EXTRACTED RECORDS:
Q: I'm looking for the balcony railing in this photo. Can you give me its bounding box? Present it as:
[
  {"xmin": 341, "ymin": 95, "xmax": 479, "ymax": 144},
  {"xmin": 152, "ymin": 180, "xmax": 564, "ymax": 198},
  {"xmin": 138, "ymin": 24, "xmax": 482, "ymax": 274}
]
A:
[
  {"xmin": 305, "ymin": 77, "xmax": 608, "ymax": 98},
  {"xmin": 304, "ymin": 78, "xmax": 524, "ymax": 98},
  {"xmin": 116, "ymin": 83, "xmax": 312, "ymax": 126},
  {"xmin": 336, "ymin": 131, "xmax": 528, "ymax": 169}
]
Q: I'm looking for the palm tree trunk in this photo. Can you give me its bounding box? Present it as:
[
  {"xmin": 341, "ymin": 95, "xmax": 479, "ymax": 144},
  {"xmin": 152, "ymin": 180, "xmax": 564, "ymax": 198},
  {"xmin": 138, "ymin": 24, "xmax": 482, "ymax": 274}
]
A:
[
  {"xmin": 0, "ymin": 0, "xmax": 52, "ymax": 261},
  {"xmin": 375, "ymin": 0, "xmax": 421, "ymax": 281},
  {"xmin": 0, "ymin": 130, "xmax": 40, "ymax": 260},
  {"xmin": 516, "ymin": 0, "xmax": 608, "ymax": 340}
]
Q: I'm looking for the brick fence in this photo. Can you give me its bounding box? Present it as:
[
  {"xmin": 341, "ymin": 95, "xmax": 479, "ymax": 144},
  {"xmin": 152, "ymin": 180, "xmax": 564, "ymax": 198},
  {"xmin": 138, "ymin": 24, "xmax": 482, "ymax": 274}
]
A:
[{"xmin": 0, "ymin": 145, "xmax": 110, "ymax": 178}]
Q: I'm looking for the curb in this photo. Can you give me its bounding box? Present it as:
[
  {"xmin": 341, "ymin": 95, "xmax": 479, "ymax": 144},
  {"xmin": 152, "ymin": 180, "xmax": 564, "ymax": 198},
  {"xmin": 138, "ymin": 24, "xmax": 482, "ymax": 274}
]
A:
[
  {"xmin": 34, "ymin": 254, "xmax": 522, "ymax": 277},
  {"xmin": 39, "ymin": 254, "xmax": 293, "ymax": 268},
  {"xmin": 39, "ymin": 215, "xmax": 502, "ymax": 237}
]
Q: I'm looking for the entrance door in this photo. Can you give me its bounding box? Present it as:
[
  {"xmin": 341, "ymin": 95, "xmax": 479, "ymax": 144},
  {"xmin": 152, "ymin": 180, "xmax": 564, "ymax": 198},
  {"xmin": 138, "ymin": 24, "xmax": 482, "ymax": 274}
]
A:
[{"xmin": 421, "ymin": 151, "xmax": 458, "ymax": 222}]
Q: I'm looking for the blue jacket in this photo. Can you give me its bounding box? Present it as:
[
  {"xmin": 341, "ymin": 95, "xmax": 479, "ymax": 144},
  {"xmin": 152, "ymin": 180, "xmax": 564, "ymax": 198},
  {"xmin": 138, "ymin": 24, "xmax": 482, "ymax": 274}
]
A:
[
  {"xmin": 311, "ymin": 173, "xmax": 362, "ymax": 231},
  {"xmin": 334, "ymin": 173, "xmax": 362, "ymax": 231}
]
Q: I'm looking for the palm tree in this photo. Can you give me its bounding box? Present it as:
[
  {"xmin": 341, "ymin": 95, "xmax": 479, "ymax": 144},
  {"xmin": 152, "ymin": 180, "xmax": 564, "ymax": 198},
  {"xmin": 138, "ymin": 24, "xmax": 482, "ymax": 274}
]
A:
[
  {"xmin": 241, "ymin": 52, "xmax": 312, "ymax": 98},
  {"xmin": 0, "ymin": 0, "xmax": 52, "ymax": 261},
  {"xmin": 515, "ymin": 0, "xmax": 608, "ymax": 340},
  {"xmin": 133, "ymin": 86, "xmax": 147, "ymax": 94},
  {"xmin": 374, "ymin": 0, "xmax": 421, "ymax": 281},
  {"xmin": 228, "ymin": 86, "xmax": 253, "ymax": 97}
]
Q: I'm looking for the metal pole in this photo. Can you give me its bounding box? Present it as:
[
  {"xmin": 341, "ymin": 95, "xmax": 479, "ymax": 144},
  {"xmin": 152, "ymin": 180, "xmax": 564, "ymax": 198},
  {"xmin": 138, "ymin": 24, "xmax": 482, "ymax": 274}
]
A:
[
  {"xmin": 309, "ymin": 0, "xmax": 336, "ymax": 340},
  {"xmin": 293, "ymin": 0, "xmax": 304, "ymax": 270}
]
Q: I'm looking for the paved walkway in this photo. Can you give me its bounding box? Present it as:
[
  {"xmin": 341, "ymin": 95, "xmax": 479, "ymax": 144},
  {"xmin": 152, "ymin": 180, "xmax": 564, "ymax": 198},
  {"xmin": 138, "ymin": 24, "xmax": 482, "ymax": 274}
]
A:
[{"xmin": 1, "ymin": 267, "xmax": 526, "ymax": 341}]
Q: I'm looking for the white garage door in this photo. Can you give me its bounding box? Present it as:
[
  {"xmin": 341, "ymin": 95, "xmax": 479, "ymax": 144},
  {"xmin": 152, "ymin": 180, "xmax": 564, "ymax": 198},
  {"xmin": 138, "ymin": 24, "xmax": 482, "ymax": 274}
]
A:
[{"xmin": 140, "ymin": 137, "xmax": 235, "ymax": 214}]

EXERCISE GOAL:
All of the material should be duplicated exactly.

WRITTEN ANSWER:
Q: I'm looking for the balcony railing in this photo. Can you give me its bounding box? Present it as:
[
  {"xmin": 341, "ymin": 95, "xmax": 479, "ymax": 144},
  {"xmin": 152, "ymin": 180, "xmax": 564, "ymax": 198},
  {"xmin": 138, "ymin": 24, "xmax": 482, "ymax": 274}
]
A:
[
  {"xmin": 305, "ymin": 77, "xmax": 608, "ymax": 98},
  {"xmin": 304, "ymin": 78, "xmax": 524, "ymax": 98},
  {"xmin": 116, "ymin": 83, "xmax": 312, "ymax": 126},
  {"xmin": 336, "ymin": 131, "xmax": 528, "ymax": 169}
]
Q: I'm looking for the palm tree trunk in this photo. Can you give me its bounding box? Present it as:
[
  {"xmin": 341, "ymin": 95, "xmax": 479, "ymax": 144},
  {"xmin": 152, "ymin": 180, "xmax": 564, "ymax": 198},
  {"xmin": 138, "ymin": 24, "xmax": 482, "ymax": 274}
]
A:
[
  {"xmin": 0, "ymin": 0, "xmax": 52, "ymax": 261},
  {"xmin": 375, "ymin": 0, "xmax": 421, "ymax": 281},
  {"xmin": 0, "ymin": 130, "xmax": 40, "ymax": 260},
  {"xmin": 516, "ymin": 0, "xmax": 608, "ymax": 340}
]
Q: I'm looking for the brick fence in this photo. Can you give me its bounding box? Present it as:
[
  {"xmin": 341, "ymin": 95, "xmax": 479, "ymax": 144},
  {"xmin": 152, "ymin": 180, "xmax": 564, "ymax": 198},
  {"xmin": 138, "ymin": 24, "xmax": 482, "ymax": 274}
]
A:
[{"xmin": 0, "ymin": 145, "xmax": 110, "ymax": 178}]
Q: I'm looking for the curb in this photo. Can you give me its bounding box? Present it as:
[
  {"xmin": 341, "ymin": 95, "xmax": 479, "ymax": 144},
  {"xmin": 152, "ymin": 180, "xmax": 564, "ymax": 198},
  {"xmin": 138, "ymin": 24, "xmax": 482, "ymax": 274}
]
A:
[
  {"xmin": 34, "ymin": 254, "xmax": 522, "ymax": 277},
  {"xmin": 39, "ymin": 254, "xmax": 293, "ymax": 268},
  {"xmin": 39, "ymin": 215, "xmax": 502, "ymax": 237}
]
Q: I'm looking for the entrance door in this photo. Can you give me its bounding box? Present it as:
[
  {"xmin": 341, "ymin": 95, "xmax": 479, "ymax": 144},
  {"xmin": 152, "ymin": 180, "xmax": 564, "ymax": 198},
  {"xmin": 138, "ymin": 24, "xmax": 482, "ymax": 274}
]
A:
[{"xmin": 421, "ymin": 151, "xmax": 458, "ymax": 222}]
Q: I'm looking for the blue jacket in this photo. Can you give me its bounding box? Present it as:
[
  {"xmin": 341, "ymin": 95, "xmax": 479, "ymax": 144},
  {"xmin": 152, "ymin": 180, "xmax": 564, "ymax": 198},
  {"xmin": 138, "ymin": 24, "xmax": 482, "ymax": 274}
]
A:
[
  {"xmin": 311, "ymin": 173, "xmax": 362, "ymax": 231},
  {"xmin": 334, "ymin": 173, "xmax": 362, "ymax": 231}
]
Q: I'm looking for the palm tree in this photo. Can you give me its bounding box? Present it as:
[
  {"xmin": 341, "ymin": 95, "xmax": 479, "ymax": 144},
  {"xmin": 152, "ymin": 180, "xmax": 564, "ymax": 198},
  {"xmin": 138, "ymin": 24, "xmax": 482, "ymax": 274}
]
A:
[
  {"xmin": 241, "ymin": 52, "xmax": 312, "ymax": 98},
  {"xmin": 0, "ymin": 0, "xmax": 52, "ymax": 261},
  {"xmin": 515, "ymin": 0, "xmax": 608, "ymax": 340},
  {"xmin": 133, "ymin": 86, "xmax": 147, "ymax": 94},
  {"xmin": 374, "ymin": 0, "xmax": 421, "ymax": 281},
  {"xmin": 228, "ymin": 86, "xmax": 253, "ymax": 97}
]
Q: I'm looking for the metal pole in this photo. Can you give me its bounding box? Present it as:
[
  {"xmin": 341, "ymin": 95, "xmax": 479, "ymax": 144},
  {"xmin": 152, "ymin": 180, "xmax": 564, "ymax": 198},
  {"xmin": 138, "ymin": 24, "xmax": 482, "ymax": 274}
]
A:
[
  {"xmin": 309, "ymin": 0, "xmax": 336, "ymax": 340},
  {"xmin": 293, "ymin": 0, "xmax": 304, "ymax": 270}
]
Q: I'm looking for the paved walkway in this photo. Can you give me its bounding box? Present it as:
[
  {"xmin": 341, "ymin": 95, "xmax": 479, "ymax": 144},
  {"xmin": 152, "ymin": 180, "xmax": 564, "ymax": 198},
  {"xmin": 138, "ymin": 24, "xmax": 482, "ymax": 274}
]
A:
[{"xmin": 1, "ymin": 267, "xmax": 526, "ymax": 341}]
Q: I'm looking for the white garage door in this photo. Can you give me its bounding box? Present it as:
[
  {"xmin": 341, "ymin": 95, "xmax": 479, "ymax": 144},
  {"xmin": 152, "ymin": 180, "xmax": 564, "ymax": 198},
  {"xmin": 138, "ymin": 24, "xmax": 482, "ymax": 274}
]
A:
[{"xmin": 140, "ymin": 137, "xmax": 235, "ymax": 214}]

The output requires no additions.